** EXERCISE MATERIAL **
**********
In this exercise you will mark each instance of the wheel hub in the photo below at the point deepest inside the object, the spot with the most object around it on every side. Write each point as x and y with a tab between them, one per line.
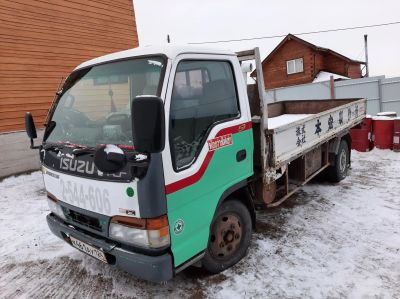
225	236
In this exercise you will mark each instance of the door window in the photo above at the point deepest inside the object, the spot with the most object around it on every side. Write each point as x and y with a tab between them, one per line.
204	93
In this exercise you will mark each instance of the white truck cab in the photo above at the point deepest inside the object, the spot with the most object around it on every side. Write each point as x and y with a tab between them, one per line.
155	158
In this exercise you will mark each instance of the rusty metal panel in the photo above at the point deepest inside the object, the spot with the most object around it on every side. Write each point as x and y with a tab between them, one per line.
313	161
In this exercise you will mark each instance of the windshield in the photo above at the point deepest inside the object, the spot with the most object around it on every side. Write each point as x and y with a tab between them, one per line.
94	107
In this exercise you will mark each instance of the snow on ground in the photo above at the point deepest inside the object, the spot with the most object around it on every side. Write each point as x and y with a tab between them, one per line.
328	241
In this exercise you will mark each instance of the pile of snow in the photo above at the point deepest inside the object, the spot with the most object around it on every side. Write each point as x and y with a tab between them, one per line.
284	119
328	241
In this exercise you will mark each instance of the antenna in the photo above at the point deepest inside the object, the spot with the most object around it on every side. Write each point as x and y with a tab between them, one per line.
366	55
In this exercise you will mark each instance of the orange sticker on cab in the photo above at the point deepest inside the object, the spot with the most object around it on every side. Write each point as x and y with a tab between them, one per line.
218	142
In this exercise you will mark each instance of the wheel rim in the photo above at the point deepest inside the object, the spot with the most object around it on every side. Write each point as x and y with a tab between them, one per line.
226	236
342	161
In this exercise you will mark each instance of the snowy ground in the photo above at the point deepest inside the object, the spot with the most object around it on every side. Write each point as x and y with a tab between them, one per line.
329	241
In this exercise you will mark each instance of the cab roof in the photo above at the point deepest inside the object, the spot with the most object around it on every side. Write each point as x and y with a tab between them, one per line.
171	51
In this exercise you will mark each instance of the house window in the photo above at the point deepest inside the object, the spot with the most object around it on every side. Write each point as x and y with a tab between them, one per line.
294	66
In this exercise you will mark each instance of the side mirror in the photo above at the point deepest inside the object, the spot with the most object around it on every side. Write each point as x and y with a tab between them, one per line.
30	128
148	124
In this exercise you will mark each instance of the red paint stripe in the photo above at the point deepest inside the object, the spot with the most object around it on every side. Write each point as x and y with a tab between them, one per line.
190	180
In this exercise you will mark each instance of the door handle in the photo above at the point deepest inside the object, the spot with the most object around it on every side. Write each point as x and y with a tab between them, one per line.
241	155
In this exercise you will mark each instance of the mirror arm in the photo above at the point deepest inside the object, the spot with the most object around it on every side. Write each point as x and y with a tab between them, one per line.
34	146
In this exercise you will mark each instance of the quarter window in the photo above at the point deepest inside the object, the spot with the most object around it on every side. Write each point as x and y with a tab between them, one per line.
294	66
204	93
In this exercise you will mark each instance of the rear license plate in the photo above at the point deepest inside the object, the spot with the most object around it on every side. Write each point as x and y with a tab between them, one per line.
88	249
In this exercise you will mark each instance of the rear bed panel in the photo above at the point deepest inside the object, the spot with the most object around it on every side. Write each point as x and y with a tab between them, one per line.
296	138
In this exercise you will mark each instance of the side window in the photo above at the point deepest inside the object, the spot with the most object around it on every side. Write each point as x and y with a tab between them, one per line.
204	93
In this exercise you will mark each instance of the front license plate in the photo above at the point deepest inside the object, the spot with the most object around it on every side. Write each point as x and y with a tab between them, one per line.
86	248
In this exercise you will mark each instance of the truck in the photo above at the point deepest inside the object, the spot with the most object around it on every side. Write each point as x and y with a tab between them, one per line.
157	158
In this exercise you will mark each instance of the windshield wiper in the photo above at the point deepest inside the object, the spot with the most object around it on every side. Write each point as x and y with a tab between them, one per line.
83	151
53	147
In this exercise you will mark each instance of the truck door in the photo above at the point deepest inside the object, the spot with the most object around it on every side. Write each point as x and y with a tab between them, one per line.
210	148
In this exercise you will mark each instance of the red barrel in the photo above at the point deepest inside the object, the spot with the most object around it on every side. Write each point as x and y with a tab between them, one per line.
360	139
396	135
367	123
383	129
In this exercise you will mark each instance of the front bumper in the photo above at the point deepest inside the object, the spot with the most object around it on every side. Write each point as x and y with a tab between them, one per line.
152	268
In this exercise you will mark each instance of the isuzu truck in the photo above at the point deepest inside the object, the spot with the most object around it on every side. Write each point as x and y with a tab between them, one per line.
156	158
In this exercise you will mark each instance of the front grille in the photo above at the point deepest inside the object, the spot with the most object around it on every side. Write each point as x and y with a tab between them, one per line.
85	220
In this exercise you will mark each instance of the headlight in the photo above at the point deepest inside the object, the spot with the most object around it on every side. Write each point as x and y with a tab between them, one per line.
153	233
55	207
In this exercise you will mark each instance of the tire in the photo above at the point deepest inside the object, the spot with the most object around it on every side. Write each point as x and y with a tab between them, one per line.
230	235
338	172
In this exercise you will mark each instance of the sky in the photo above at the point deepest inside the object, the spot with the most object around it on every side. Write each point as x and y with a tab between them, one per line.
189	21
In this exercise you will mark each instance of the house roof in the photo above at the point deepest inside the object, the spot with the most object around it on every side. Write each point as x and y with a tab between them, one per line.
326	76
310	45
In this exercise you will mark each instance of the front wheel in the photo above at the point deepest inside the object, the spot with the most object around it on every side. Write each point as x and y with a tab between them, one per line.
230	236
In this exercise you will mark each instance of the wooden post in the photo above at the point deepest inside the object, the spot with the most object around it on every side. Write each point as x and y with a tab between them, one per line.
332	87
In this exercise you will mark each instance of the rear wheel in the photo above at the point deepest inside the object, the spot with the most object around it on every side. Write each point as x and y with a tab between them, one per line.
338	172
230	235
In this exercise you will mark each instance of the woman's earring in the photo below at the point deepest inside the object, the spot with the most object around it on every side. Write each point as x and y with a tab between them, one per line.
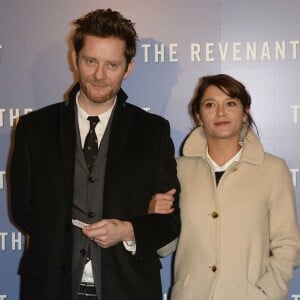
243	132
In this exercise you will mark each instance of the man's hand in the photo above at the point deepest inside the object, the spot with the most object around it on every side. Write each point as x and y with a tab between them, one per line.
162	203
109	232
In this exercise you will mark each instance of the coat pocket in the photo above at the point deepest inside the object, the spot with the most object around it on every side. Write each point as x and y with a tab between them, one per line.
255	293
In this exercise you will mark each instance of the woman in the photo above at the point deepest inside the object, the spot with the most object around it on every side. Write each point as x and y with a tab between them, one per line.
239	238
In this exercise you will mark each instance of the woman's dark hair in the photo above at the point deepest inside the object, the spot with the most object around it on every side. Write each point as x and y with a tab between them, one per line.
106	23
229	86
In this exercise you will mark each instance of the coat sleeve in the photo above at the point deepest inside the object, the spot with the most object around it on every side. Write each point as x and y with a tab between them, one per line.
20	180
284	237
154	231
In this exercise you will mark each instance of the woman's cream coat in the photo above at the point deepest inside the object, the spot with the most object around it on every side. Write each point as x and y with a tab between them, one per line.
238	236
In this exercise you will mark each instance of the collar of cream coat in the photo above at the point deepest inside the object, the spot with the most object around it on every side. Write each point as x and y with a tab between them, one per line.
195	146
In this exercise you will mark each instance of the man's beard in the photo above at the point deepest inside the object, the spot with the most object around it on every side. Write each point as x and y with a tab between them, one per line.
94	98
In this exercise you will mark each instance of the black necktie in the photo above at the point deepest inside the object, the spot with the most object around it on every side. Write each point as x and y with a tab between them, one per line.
**********
** WHAT YOU WILL DO **
Reproduce each record above by retyping it exactly; omit all images.

** SOLUTION FOR THIS TASK **
In this exercise you will mark each instance of the wheel hub in the photo below at the point deepest inside the object, the spot with the most object around it on every side. Write each point as x and y with a tab between them, one per line.
225	236
In this exercise you will mark each instance of the door window in the photo above at the point deepest inside the object, the spot with the most object around it on every side. Write each point as x and y with a tab between them, one per line.
204	93
In this exercise you will mark each instance of the white truck cab in the photo above at the point deepest inside the object, the spot with the most object around it on every side. Write each point as x and y with a tab between them, one per line.
155	158
In this exercise you will mark each instance of the rusty metal panel in the photo above at the point deepest inside the object, the spot with the most object around it on every side. Write each point as x and y with a tab between them, one per line.
313	161
In this exercise you will mark each instance of the windshield in the photo above at the point deepest inside the object, the spot with the most object around it on every side. Write each point as x and y with a tab between them, one per line.
94	107
In this exercise you will mark each instance of the snow on ground in the photo above at the point deepest inside the object, the spot with the most object around it on every side. Write each point as x and y with a tab between them, one per line.
328	241
In this exercise you will mark each instance of the pile of snow in the photo above at the point deepest inside the object, the spot with the most object around it on every side. Write each point as x and y with a tab between them, one per line.
284	119
328	241
In this exercise you will mark each instance of the antenna in the photo above at the point deepest inside the object, the spot with the most object around it on every side. Write each point as x and y with a tab between them, one per line.
366	55
In this exercise you will mark each instance of the orange sticker on cab in the photo above at the point deepest inside the object, the spot with the most object around it on every side. Write each point as x and y with a tab between them, one per line.
218	142
In this exercise you will mark each instance of the wheel rim in the photo above at the point deepest inside the object, the spot with the most object around it on every side. Write each point as x and y with a tab between them, one per line.
226	236
342	161
In this exercise you will mark each instance of the snowy ground in the photo above at the point deepest inside the object, the spot with the most object around it on every side. Write each point as x and y with a tab between them, one per line.
329	241
In this exercise you will mark each instance of the cab roof in the photo above at the point deepest inside the object, the spot with the most object around it on every side. Write each point as x and y with a tab between them, one per line.
171	51
In this exercise you will mark each instance of the house window in the photo above at the point deepest inside the object, the spot with the most object around it on every side. Write each point as x and y with a tab between them, one per line.
294	66
In this exercise you will mark each instance of the side mirror in the photo above at the point deepest inside the object, the spot with the most object around it on every side. Write each point as x and y with a tab between them, one per line.
30	128
148	124
In this exercise you will mark each instance of the red paint stripe in the photo above at the point deepest inside the object, the spot with the most object around it on every side. Write each point as x and y with a tab between them, one per line.
190	180
In this exercise you will mark each instance of the door handle in the photo above at the point deepest inside the object, the spot with the most object around it on every side. Write each point as x and y with a tab between them, one per line.
241	155
In this exercise you will mark each instance of the mirror arm in the photo above at the point deepest inside the object, the spot with the most object around it on every side. Write each point as x and y with a tab between them, one per line.
34	146
In this exercise you will mark each instance of the quarter window in the photo above at the point deepest inside the object, the spot with the most object around it on every side. Write each point as x and y with a tab between them, one per line.
294	66
204	93
In this exercise you will mark each instance of the rear license plate in the photo above at the point deepest inside the object, the spot with the most object around it on every side. Write each point as x and y with a tab between them, one per line.
88	249
In this exercise you will mark each instance of the rear bed panel in the photo above at the point deepest inside the object, the spot with the most object around it on every side. Write each point as x and y with a tab between them, one per line.
296	138
In this exercise you will mark each instance of the side window in the photo above at the point deepest inside the object, the spot with the most object around it on every side. Write each point as x and y with a tab between them, one per line.
204	93
In this exercise you will mark each instance of the front license plate in the photo above at the point deepest inside the object, the spot with the most object around it on every side. Write each point as x and y with a tab between them, one per line.
86	248
In this exercise you will mark each instance of the truck in the photo above at the point deepest inside the object, the spot with the most object around it on every side. Write each point as x and y with a tab between them, one per line.
157	158
In this exercise you will mark each instance of the windshield wiper in the photo above at the point deepest inside the object, the spot with the most object around it on every side. Write each point as x and y with a tab between them, one per line.
83	151
53	147
In this exercise you will mark each instance of the truck door in the photo above at the point deepest inside the object, the spot with the most object around it on every side. Write each point as x and y with a tab between them, one per line.
210	148
In this exercise you will mark each instance of the red barrel in the photo above at the point deepest inside the object, the spot with the most object around it on every side. Write each point as x and y with a tab between them, one per line.
360	139
396	135
367	123
383	129
In this exercise you will mark each instance of the front bumper in the photo above at the point deepest inside the object, the spot with the most object around it on every side. Write each point as x and y with a tab between them, one per line.
152	268
In this exercise you will mark each instance of the isuzu truck in the photo above at the point deepest inside the object, the spot with the most object around it on every side. Write each point as x and y with a tab between them, one per line.
156	158
In this exercise you will mark each instance of the front grille in the photo above at the point deepest inside the object, the spot with the most object around it on every side. Write each point as x and y with a tab between them, one per line.
85	220
In this exercise you will mark each instance of the headlight in the photo above at the point deepest inside the object, the spot with the most object around it on every side. Write each point as x and y with a tab between them, one per line.
153	233
55	207
In this exercise you will mark each instance of the tire in the photo above at the point deepest inside the object, the spot with the most object around it on every side. Write each point as x and y with a tab between them, one per line.
230	235
338	172
In this exercise you will mark each instance of the sky in the photo above at the point deepest inside the object, the spot with the most object around it on every side. Write each point as x and y with a tab between them, one per line.
189	21
In this exercise you will mark each instance of the house roof in the photo above at the point deepest inside the object, the spot with the most object around it on every side. Write each point as x and y with a tab between them, one per line.
326	76
310	45
In this exercise you will mark each instance of the front wheel in the photo above at the point deepest inside the object, the spot with the most object around it on every side. Write each point as x and y with a tab between them, one per line.
230	236
In this exercise you will mark each instance of the wooden post in the photo above at the point deepest inside the object, the spot with the most object around it on every side. Write each point as x and y with a tab between them, one per line.
332	87
In this exercise you will mark each instance of the rear wheel in the photo above at the point deepest inside the object, the spot with the most object around it on every side. Write each point as x and y with a tab between them, one per line.
338	172
230	235
In this exercise you will mark each instance of the woman's earring in the photo below at the point deepest inside the object, the spot with the most object around it on every side. Write each point as x and y with a tab between them, one per line.
243	132
In this exercise you will mark each instance of the man's hand in the photo above at the point deepest inside the object, the spot with the most object around it on every side. Write each point as x and y with a tab between them, one per line.
162	203
109	232
In this exercise you will mark each instance of the coat pocket in the photo above at the point deepest inside the object, the spot with the most object around it on every side. Write each point as x and y with a tab between them, one per line.
255	293
In this exercise you will mark each instance of the woman in the photo above at the point deepest inside the object, the spot with the most object around it on every side. Write each point as x and y with a tab between them, one per line.
239	238
In this exercise you will mark each instance of the woman's dark hair in the photo above at the point deepest inside the object, the spot with the most object around it on every side. Write each point as x and y with a tab between them, one per line.
106	23
229	86
In this exercise you will mark each instance of the coat sleeve in the photo above at the point deepest inside the object, the spot with the most object around it on every side. Write each point as x and y with a tab between them, one per line.
20	180
284	237
154	231
In this exercise you will mark each instance of the woman's cream coat in the photo above at the point deepest inside the object, the spot with the most object around it on every side. Write each point as x and y with a tab between them, one per line.
238	236
In this exercise you will mark each instance of the collar of cream coat in the photo above at the point deepest inside the object, the spot with the most object around it on every side. Write each point as x and y with a tab between them, one per line.
195	146
In this exercise you will mark each instance of the man's beard in the photo above at the point deepest inside the object, the spot with the most object around it on every side. Write each point as x and y with a tab between them, one per line.
94	98
In this exercise you will mark each instance of the black necktie in the photo above at the point deepest inside the object, the spot with the most object around it on every side. Write each point as x and y with a tab between them, one per line.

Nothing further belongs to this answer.